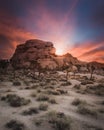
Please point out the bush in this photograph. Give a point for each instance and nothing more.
(62, 91)
(15, 125)
(86, 111)
(52, 101)
(96, 89)
(77, 86)
(42, 97)
(43, 106)
(53, 92)
(38, 122)
(59, 120)
(16, 83)
(66, 84)
(86, 82)
(15, 101)
(31, 111)
(33, 94)
(77, 102)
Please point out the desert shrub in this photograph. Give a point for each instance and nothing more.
(102, 102)
(43, 106)
(77, 102)
(35, 86)
(38, 122)
(96, 89)
(59, 120)
(26, 83)
(16, 83)
(52, 101)
(82, 109)
(85, 82)
(42, 97)
(53, 92)
(15, 125)
(39, 91)
(15, 101)
(77, 86)
(31, 111)
(66, 83)
(33, 94)
(62, 91)
(101, 110)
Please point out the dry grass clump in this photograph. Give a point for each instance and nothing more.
(84, 110)
(62, 91)
(85, 82)
(15, 125)
(42, 97)
(32, 87)
(15, 100)
(39, 90)
(26, 83)
(17, 83)
(77, 86)
(101, 110)
(33, 94)
(96, 89)
(30, 111)
(38, 122)
(66, 83)
(59, 120)
(78, 101)
(52, 101)
(53, 92)
(43, 106)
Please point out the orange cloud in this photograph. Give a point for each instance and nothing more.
(11, 35)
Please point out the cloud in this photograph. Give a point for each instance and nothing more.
(89, 51)
(11, 34)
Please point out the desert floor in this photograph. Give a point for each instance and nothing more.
(79, 99)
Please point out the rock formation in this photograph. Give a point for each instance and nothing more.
(36, 54)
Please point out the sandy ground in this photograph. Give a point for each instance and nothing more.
(64, 104)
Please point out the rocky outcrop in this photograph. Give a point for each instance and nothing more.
(36, 54)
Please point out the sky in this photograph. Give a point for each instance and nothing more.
(74, 26)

## Requirements
Switch every "photograph" in the listing above to "image" and reproduce the listing with nothing else changed, leaving out the picture.

## Right answer
Please point out the bush in this image. Give a point for each instance and nothing more.
(62, 91)
(15, 125)
(86, 111)
(52, 101)
(96, 89)
(77, 86)
(42, 97)
(43, 106)
(53, 92)
(38, 122)
(59, 120)
(16, 83)
(66, 84)
(86, 82)
(15, 101)
(31, 111)
(33, 94)
(77, 102)
Please point out the desert shrub in this image. Give a point for each instance and nothing more.
(102, 102)
(43, 106)
(77, 102)
(35, 86)
(38, 122)
(96, 89)
(59, 120)
(26, 83)
(16, 83)
(52, 101)
(82, 109)
(85, 82)
(42, 97)
(53, 92)
(15, 125)
(39, 91)
(15, 101)
(77, 86)
(31, 111)
(66, 83)
(33, 94)
(62, 91)
(101, 110)
Please point out the dry grass clump in this image. Give a point for each instance and nothing more.
(84, 110)
(62, 91)
(85, 82)
(15, 125)
(42, 97)
(32, 87)
(15, 100)
(39, 90)
(26, 83)
(17, 83)
(77, 86)
(101, 110)
(33, 94)
(96, 89)
(30, 111)
(38, 122)
(66, 83)
(59, 120)
(78, 101)
(52, 101)
(53, 92)
(43, 106)
Please point out the orange cloud in this image. Give a point for each instance and nothing more.
(11, 35)
Please point out the cloud in this image. Give a point for each instance and nothing more.
(89, 51)
(11, 34)
Please point out the desert floor in this image. Give a point for each instance and nothing more.
(79, 99)
Please point out the rock formation in this image. Give a point for each instance and nothing more.
(36, 54)
Please point out the sandy ground in this image. Give a point for each instance and nothing more.
(64, 104)
Please point out the rocky outcrop in this image. Give a point for each instance and nothing more.
(36, 54)
Please point out the sky in this image. Give a point for each instance and nothing more.
(74, 26)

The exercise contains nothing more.